> _Exercise_
Copy out the items from the very first line through the line containing "x=244, y=148", substituting "fuzzy" for "blurred" and leaving everything else unchanged.

--- begin Entries ---

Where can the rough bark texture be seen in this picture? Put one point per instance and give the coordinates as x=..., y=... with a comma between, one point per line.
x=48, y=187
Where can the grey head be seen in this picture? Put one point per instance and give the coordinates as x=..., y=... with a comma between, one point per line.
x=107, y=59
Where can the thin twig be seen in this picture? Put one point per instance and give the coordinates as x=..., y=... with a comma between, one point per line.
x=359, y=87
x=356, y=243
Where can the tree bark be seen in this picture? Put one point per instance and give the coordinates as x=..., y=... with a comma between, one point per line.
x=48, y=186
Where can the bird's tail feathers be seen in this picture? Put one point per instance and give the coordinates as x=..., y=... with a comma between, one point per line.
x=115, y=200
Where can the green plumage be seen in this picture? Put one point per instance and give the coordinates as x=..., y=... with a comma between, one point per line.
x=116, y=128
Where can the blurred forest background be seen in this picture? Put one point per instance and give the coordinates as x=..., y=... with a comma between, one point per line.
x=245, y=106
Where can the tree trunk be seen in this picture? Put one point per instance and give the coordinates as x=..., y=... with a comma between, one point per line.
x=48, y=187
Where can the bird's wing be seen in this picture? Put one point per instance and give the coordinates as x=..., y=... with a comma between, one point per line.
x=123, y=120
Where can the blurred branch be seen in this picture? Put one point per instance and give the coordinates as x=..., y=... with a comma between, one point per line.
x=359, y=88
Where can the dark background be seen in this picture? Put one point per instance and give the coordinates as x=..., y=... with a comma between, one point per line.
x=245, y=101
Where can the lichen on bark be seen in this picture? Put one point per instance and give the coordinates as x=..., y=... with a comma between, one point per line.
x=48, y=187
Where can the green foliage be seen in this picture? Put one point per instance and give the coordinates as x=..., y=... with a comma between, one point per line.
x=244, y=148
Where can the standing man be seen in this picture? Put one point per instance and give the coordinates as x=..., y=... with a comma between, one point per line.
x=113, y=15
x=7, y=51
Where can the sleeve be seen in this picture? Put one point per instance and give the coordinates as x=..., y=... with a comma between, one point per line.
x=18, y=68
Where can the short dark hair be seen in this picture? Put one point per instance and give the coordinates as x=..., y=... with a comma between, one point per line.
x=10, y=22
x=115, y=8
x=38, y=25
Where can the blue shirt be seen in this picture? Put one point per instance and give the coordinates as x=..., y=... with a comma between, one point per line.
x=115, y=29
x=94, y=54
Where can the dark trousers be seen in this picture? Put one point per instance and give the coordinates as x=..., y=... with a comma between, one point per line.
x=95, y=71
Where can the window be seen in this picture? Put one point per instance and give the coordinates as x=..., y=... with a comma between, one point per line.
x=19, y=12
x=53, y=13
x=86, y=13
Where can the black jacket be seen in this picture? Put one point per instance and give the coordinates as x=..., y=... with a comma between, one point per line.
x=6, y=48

--- end Entries ---

> _Expected answer_
Where can the rough bark texture be seen in this picture? Put one point per instance and give the coordinates as x=..., y=... with a comma between, one point per line.
x=48, y=187
Where can the grey head be seen in this picture? Put one point per instance and give the coordinates as x=..., y=... with a comma between, one point per line.
x=107, y=59
Where can the thin twig be seen in this picture? Put one point per instance and give the coordinates as x=..., y=... with a comma between, one point per line.
x=359, y=87
x=356, y=243
Where can the tree bark be seen in this picture? Put one point per instance and give the coordinates as x=..., y=... with a comma between, one point per line.
x=48, y=186
Where can the bird's tail feathers be seen in this picture? Put one point per instance and give the coordinates as x=..., y=... with a comma between, one point per line.
x=115, y=200
Where can the green plumage be seen in this picture? Put one point per instance and give the coordinates as x=..., y=... with a comma between, one point per line.
x=116, y=128
Where can the fuzzy forest background be seen in this picture? Put one point per instance and give the coordinates as x=..., y=... with a comma between, one point per line.
x=245, y=106
Where can the tree trunk be seen in this picture? Put one point per instance and give the coordinates as x=..., y=... with a comma between, one point per line.
x=48, y=187
Where can the bird's wing be seen in this picture? Put one point per instance and give the coordinates as x=..., y=... with a comma between, one point per line.
x=123, y=120
Where can the fuzzy branch be seen in this picture? Put one point per instance and give the coordinates as x=..., y=... with a comma between, one point per line.
x=359, y=88
Where can the dark background be seen in this picture? Put one point per instance and give the coordinates as x=..., y=... with a comma between, one point per line.
x=245, y=101
Where can the lichen on bark be seen in this picture? Put one point per instance and give the coordinates as x=..., y=... with a comma between, one point per line.
x=48, y=187
Where can the green foliage be seen in this picture? Put one point per instance and give the coordinates as x=..., y=... with a comma between, one point per line.
x=244, y=148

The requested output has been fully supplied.